Objective:
Rewrite the rows starting at the line that has "trace target=turbulent water" and ending with the last row, changing each "top-left corner" to "upper-left corner" and leaving everything else as it is.

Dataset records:

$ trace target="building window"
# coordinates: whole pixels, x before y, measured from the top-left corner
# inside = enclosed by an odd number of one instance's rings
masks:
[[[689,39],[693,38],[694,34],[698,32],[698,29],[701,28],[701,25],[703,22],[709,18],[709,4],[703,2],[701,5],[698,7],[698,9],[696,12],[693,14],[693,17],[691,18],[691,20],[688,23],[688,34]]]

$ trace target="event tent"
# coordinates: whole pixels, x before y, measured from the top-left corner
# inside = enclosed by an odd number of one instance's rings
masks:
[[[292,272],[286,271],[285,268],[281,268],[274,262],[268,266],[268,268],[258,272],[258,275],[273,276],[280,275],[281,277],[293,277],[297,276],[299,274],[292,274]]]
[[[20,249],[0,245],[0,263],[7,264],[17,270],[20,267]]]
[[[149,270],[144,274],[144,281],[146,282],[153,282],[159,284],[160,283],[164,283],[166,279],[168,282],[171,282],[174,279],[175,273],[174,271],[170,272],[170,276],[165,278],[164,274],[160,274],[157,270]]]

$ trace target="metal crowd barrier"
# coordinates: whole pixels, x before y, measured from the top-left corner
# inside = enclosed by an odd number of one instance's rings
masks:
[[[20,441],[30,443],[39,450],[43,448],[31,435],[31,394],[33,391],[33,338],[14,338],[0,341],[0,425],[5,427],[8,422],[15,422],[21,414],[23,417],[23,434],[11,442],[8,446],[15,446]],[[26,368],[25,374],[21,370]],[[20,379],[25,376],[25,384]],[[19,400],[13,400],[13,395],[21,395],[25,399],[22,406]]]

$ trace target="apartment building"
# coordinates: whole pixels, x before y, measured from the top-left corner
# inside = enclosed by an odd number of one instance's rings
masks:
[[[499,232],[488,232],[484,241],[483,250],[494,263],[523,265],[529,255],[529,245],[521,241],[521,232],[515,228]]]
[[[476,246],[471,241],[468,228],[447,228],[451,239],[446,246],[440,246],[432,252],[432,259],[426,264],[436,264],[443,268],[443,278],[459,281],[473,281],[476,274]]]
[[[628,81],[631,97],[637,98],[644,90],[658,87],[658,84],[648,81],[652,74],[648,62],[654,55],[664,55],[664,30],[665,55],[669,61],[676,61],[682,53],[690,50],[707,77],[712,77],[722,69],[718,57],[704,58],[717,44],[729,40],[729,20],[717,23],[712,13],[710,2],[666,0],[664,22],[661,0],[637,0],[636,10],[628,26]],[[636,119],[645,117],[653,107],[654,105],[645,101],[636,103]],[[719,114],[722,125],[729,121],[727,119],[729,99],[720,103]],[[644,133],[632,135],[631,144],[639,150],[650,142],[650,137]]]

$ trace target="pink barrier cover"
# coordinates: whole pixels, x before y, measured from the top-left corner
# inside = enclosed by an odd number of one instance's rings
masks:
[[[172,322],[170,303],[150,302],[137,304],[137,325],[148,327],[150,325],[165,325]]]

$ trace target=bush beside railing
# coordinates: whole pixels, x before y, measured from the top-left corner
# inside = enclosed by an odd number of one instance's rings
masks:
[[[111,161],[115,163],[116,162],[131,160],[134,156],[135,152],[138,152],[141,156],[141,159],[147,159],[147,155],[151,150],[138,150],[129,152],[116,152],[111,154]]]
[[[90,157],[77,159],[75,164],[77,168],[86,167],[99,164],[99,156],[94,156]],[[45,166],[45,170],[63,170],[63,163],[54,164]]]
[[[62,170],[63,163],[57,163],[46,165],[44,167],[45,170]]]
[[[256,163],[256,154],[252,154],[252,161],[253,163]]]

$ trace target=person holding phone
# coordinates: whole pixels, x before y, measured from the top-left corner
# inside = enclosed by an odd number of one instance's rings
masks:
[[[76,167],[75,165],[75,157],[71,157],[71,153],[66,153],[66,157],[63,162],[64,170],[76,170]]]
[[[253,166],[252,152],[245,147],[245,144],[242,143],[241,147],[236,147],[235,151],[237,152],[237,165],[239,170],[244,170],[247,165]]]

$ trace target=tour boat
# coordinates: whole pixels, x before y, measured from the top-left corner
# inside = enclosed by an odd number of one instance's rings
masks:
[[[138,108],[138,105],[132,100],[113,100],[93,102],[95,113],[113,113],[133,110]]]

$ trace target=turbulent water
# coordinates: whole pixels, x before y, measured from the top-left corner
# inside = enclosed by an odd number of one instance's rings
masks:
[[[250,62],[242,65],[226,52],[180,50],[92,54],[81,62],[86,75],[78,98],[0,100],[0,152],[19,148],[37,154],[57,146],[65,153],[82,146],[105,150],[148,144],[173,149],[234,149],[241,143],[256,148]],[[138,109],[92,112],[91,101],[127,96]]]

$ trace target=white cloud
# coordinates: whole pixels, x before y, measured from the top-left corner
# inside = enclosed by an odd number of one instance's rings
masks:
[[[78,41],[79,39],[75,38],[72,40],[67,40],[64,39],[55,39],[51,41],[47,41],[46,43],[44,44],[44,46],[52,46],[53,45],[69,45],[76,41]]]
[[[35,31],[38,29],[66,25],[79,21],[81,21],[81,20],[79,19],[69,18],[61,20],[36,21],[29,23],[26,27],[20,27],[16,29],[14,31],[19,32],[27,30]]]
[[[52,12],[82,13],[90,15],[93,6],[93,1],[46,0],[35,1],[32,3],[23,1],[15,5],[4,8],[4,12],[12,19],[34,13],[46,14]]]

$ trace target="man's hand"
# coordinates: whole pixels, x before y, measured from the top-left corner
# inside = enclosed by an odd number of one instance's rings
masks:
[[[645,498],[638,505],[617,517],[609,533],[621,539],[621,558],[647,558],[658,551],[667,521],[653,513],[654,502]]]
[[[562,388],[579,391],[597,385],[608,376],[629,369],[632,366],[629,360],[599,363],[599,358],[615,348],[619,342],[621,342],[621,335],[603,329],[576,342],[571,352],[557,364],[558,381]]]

Exercise solution:
$ trace target=turbulent water
# coordinates: whole pixels, x before y, measured from the upper-left corner
# inside = enclosed by an odd number of one instance's rings
masks:
[[[250,62],[242,65],[226,52],[180,50],[92,54],[81,62],[86,75],[78,98],[0,100],[0,152],[19,148],[37,154],[57,146],[65,153],[82,146],[105,150],[148,144],[173,149],[234,149],[241,143],[256,148]],[[138,109],[92,112],[91,101],[127,96]]]

$ trace target=white cloud
# coordinates: whole pixels, x before y, measured from the upper-left corner
# inside = enclosed by an odd number of one instance's rings
masks:
[[[78,41],[79,39],[75,38],[72,40],[67,40],[64,39],[55,39],[51,41],[47,41],[46,43],[44,44],[44,46],[52,46],[53,45],[69,45],[76,41]]]
[[[35,31],[38,29],[66,25],[79,21],[81,21],[81,20],[79,19],[69,18],[61,20],[36,21],[29,23],[26,27],[20,27],[16,29],[14,31],[19,32],[27,30]]]
[[[52,12],[82,13],[90,15],[93,6],[93,1],[46,0],[35,1],[32,3],[23,1],[15,5],[4,8],[4,12],[12,19],[34,13],[46,14]]]

$ trace target="man's hand"
# coordinates: whole pixels, x before y, measured from the upper-left corner
# inside = enclosed by an odd number of one instance's rings
masks:
[[[645,498],[638,505],[617,517],[609,533],[621,539],[621,558],[647,558],[658,551],[667,521],[653,513],[654,502]]]
[[[562,388],[579,391],[597,385],[608,376],[629,369],[632,366],[629,360],[599,363],[599,358],[615,348],[619,342],[621,342],[621,335],[603,329],[576,342],[571,352],[557,364],[558,381]]]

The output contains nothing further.